▸ LISTED RECORDS
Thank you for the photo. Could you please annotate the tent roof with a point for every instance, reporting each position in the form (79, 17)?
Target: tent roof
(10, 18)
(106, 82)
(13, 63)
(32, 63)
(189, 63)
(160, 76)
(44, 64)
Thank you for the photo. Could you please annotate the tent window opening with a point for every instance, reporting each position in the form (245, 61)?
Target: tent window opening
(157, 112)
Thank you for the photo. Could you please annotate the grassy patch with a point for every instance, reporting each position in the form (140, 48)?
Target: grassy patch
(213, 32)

* * *

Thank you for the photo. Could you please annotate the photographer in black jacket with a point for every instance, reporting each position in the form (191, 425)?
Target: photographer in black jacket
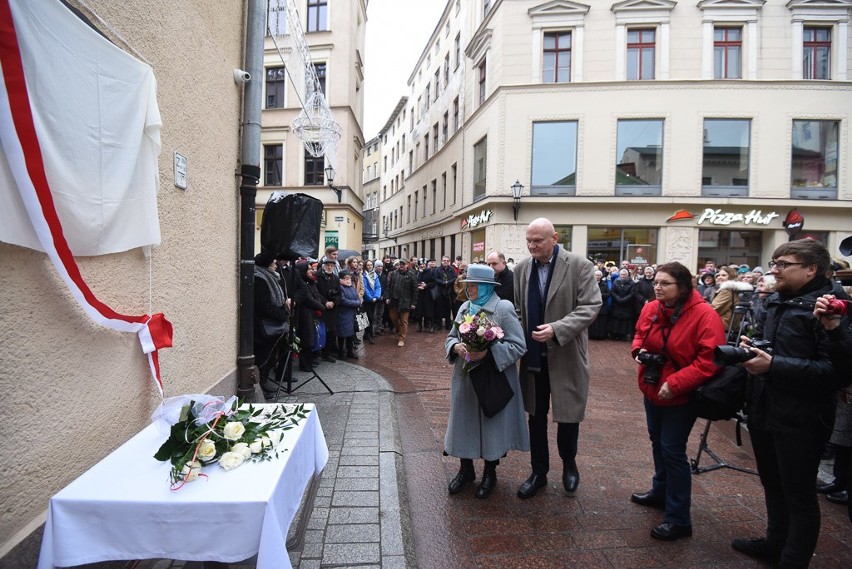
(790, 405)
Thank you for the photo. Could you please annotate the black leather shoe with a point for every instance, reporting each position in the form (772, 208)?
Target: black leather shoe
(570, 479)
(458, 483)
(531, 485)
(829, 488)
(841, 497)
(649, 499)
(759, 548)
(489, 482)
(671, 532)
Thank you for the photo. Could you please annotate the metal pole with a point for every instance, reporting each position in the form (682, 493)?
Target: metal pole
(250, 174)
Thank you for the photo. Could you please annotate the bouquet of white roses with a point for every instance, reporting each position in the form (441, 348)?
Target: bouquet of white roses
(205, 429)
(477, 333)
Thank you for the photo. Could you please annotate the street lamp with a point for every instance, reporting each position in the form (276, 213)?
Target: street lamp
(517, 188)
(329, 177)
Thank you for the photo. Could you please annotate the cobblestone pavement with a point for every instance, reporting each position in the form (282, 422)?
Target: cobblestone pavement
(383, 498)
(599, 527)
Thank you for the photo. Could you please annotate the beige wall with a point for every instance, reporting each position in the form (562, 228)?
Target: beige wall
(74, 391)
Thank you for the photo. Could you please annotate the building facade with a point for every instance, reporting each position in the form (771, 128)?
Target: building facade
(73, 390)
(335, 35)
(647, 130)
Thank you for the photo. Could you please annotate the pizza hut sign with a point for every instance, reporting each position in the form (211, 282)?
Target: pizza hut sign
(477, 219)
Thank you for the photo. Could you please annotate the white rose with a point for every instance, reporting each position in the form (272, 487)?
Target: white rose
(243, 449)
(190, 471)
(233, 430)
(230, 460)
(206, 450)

---

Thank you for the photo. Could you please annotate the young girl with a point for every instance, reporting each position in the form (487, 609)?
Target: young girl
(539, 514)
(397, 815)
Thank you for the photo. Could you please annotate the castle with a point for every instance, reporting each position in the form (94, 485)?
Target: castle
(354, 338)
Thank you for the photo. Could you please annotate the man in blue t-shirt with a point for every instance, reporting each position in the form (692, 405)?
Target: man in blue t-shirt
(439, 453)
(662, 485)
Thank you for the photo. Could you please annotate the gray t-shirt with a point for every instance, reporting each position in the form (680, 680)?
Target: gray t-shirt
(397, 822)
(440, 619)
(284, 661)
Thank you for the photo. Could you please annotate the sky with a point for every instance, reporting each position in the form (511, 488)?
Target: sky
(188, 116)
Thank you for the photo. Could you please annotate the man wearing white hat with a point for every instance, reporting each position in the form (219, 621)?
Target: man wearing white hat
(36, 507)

▸ PROMPT
Pull out every line of the records above that contains the string "street", matching case exactly.

▸ WRITTEN REPLY
Thank you for the photo. Could you please annotate the street lamp with a point for every instance, reporting each position in the form (276, 213)?
Target: street lamp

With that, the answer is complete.